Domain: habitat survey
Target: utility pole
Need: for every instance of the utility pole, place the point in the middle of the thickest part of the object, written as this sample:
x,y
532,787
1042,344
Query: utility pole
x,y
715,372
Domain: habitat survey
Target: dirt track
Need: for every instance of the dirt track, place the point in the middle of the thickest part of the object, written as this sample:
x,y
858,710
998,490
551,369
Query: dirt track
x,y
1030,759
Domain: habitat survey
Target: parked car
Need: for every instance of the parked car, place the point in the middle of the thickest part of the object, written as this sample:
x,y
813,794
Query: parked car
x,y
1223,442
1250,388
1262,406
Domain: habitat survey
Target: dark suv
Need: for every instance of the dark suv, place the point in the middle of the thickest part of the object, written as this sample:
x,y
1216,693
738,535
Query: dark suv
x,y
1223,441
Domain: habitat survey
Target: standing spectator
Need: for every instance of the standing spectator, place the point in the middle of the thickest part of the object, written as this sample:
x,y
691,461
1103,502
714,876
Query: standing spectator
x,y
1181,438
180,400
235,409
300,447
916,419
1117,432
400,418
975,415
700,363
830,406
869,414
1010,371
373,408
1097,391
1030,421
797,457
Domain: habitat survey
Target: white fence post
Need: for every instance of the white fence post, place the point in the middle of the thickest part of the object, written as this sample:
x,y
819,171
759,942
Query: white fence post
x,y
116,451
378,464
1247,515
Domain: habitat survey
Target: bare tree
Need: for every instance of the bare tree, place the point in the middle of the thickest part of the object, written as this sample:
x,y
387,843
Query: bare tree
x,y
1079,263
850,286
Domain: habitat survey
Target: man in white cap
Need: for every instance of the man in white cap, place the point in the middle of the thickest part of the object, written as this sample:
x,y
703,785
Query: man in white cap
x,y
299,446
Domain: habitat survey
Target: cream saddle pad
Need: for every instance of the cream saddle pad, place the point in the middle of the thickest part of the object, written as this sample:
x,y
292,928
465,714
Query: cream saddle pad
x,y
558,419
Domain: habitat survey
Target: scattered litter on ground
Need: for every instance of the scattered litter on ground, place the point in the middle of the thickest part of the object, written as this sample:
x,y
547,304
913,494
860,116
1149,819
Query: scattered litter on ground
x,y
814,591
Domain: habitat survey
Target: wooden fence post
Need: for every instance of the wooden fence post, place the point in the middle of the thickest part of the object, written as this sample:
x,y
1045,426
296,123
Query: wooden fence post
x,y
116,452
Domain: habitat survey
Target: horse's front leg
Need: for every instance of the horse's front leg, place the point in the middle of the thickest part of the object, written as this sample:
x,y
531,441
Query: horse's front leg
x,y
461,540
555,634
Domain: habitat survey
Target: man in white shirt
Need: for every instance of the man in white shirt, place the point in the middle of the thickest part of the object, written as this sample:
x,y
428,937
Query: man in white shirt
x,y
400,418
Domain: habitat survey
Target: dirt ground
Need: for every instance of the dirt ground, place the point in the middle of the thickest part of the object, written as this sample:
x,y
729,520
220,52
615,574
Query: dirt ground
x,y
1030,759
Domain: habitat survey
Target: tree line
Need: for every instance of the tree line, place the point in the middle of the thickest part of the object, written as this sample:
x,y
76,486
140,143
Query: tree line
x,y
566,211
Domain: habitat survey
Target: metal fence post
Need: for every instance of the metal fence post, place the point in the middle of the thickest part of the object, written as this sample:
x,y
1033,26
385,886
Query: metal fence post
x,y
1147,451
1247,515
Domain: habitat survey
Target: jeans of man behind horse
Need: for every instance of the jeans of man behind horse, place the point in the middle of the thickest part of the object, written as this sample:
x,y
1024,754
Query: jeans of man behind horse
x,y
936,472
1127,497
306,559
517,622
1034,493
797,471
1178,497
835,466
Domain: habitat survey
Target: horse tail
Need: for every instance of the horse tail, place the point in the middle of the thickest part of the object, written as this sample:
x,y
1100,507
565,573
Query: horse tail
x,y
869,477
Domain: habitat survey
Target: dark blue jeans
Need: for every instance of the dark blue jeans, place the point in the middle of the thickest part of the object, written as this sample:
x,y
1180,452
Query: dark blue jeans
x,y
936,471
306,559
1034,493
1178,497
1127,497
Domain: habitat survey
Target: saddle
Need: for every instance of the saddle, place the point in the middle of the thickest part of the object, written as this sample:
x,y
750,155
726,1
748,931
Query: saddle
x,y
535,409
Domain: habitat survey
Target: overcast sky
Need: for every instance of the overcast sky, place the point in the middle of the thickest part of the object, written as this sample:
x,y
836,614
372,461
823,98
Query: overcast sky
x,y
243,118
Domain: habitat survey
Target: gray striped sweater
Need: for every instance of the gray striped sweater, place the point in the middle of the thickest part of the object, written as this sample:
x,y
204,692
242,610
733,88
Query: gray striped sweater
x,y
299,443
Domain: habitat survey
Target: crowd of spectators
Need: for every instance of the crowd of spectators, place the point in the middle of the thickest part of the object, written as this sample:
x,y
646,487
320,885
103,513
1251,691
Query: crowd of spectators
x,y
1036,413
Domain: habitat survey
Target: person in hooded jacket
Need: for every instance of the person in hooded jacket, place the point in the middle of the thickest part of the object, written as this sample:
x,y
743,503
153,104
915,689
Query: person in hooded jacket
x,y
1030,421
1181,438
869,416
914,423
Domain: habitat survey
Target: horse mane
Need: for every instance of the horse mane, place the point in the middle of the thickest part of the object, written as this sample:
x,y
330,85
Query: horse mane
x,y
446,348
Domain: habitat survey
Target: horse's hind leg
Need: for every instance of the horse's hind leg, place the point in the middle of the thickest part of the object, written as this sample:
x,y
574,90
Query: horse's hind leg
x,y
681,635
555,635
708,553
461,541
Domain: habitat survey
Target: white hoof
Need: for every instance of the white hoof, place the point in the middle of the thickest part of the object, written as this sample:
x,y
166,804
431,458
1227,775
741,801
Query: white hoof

------------------------------

** SHORT PROBLEM **
Your task is to output the full set of records exactly as presented.

** WRITTEN ANSWER **
Domain: habitat survey
Target: utility pole
Need: for every instance of the utility pole, place the point in the middle of the thickest part of the object, written as this sample:
x,y
532,787
1042,344
Query: utility pole
x,y
715,372
Domain: habitat survey
Target: dirt track
Need: for every instance of the dirt track, place the point in the middle of the thickest part of the object, written as this sample:
x,y
858,710
998,490
551,369
Query: dirt track
x,y
1030,759
Domain: habitat survey
Target: parked car
Need: for every instance of the parked car, place the point in the middle of the thickest part of the object, written as this sample:
x,y
813,794
Query: parked car
x,y
1223,442
1250,388
1262,406
Domain: habitat survey
Target: dark suv
Need: for every instance of the dark suv, place the point in the middle of the thickest part of the object, written as this sample:
x,y
1216,693
738,535
Query: dark suv
x,y
1223,441
Domain: habitat survey
Target: standing spectator
Need: for every instance of the standing spectator, place the point in the middle of the thickest part of the object, written as this sample:
x,y
691,461
1103,502
714,876
Query: standing spectator
x,y
1181,438
180,400
235,409
300,447
916,419
1117,432
400,418
975,415
700,363
830,406
869,414
1010,371
373,408
1097,391
1030,421
797,457
Domain: habitat survey
Target: white fence post
Need: for every instance of the white fence post, place the point in the middle of the thickest part of the object, written as this sample:
x,y
819,171
759,942
Query: white fence post
x,y
116,451
378,464
1247,515
Domain: habitat survey
Target: bare tree
Need: for every instance of the bare tree, place the point in the middle of the thickest part of the object, written as this sample:
x,y
387,843
Query: bare tree
x,y
1079,263
850,286
Domain: habitat survey
Target: man in white cap
Need: for every instance of the man in white cap, place the point in the middle of the thickest part of the object, written as this sample:
x,y
703,785
Query: man in white cap
x,y
299,446
Domain: habitat survey
Target: cream saddle pad
Need: for every instance of the cream saddle pad, place the point in the middle of the thickest part of the object, written as this sample:
x,y
292,928
465,714
Query: cream saddle pad
x,y
558,419
Domain: habitat survey
Target: scattered litter on ground
Need: for every instance of the scattered litter on ground, place the point in the middle of the thickest part of the object, written as this sample:
x,y
547,304
913,494
860,116
1149,819
Query: scattered litter on ground
x,y
814,591
Domain: habitat survey
Target: wooden fence post
Need: for every instance of the wooden fence post, place the point in the middle of the thickest part of the object, written as this sample:
x,y
1045,426
296,123
Query: wooden fence post
x,y
116,452
Domain: habitat survey
Target: horse's front leg
Need: for every instance of the horse's front leg, place the point in the middle of the thickest part of the object, written as this sample:
x,y
531,441
Query: horse's front leg
x,y
461,540
555,634
Domain: habitat survey
Target: man in white shirt
Need: for every instance of the man in white shirt, place the point in the middle of the thickest part of the object, written as this sample:
x,y
428,937
Query: man in white shirt
x,y
400,418
Domain: habitat survey
Target: dirt ground
Need: for every instance of the dirt ground, place the point in the middle of the thickest part of the object, written as this sample:
x,y
729,520
220,52
615,574
Query: dirt ground
x,y
1030,759
Domain: habitat survey
Target: tree line
Need: for every instance of the tree line, place the point in the middle of the thickest part of the object, written as this sample:
x,y
76,486
140,143
Query: tree line
x,y
566,211
Domain: habitat survey
Target: metal fence post
Need: for every instance of the metal fence post, place the point in the middle of the thickest part of the object, written as this sample:
x,y
1033,26
385,886
Query: metal fence post
x,y
1147,451
1247,515
Domain: habitat survey
Target: jeans of man behind horse
Need: for every instance of the jeans of man behind horse, place the point in the middle of the thickest part of the object, written as this sample:
x,y
1024,754
Query: jeans of man behind horse
x,y
936,472
1127,497
306,559
517,622
1034,493
797,471
1178,497
835,466
Domain: habitat survey
Target: horse tail
Need: for every instance of the horse tail, place the point in the middle of the thickest part of the object, written as this sample:
x,y
1100,507
565,573
Query: horse tail
x,y
869,477
Domain: habitat survey
Target: dark blue jeans
Need: for every instance of the dark blue jeans, place the point in the middle of the thickest part of the object, written as this sample:
x,y
1180,452
Query: dark blue jeans
x,y
936,471
306,559
1034,493
1178,497
1127,497
Domain: habitat survey
Target: saddle
Need: for every instance of the saddle, place the point in the middle of the thickest part of the object, written as this sample:
x,y
750,155
726,1
748,931
Query: saddle
x,y
535,409
Domain: habitat survey
Target: overcast sky
Need: for every instance of the overcast sky, place the point in the middle of the thickest part of the object, written as this sample:
x,y
836,614
372,461
823,98
Query: overcast sky
x,y
243,118
Domain: habitat survey
Target: gray striped sweater
Need: for every instance of the gray striped sweater, place the point in the middle of the thickest part of the object, written as this sample:
x,y
204,692
242,610
733,88
Query: gray striped sweater
x,y
299,443
Domain: habitat survey
Target: crowd of spectators
Need: for every instance of the crowd of spectators, place the point in the middle of the thickest part of the object, written as this sample:
x,y
646,487
320,885
103,513
1251,691
Query: crowd of spectators
x,y
1036,413
Domain: habitat survey
Target: person in hooded jacket
Need: for every instance of the person in hooded jacket, place the point in the middle of the thickest part of the object, written as this sample:
x,y
743,503
153,104
915,689
Query: person in hooded jacket
x,y
1030,421
1181,438
869,416
914,423
Domain: habitat survey
Target: horse mane
Need: for every instance of the horse mane, place the point in the middle of the thickest part of the object, written as this sample:
x,y
330,85
Query: horse mane
x,y
446,348
Domain: habitat survey
Target: horse's hind leg
Need: for every instance of the horse's hind leg, place the point in the middle of the thickest part of the object, written as this sample:
x,y
574,90
Query: horse's hind leg
x,y
681,635
555,635
708,553
461,541
Domain: habitat survey
Target: white hoof
Need: for every instance of the white hoof, place the point in the middle of the thickest part of the object, written as this sample:
x,y
166,804
431,458
1227,775
741,801
Query: white hoof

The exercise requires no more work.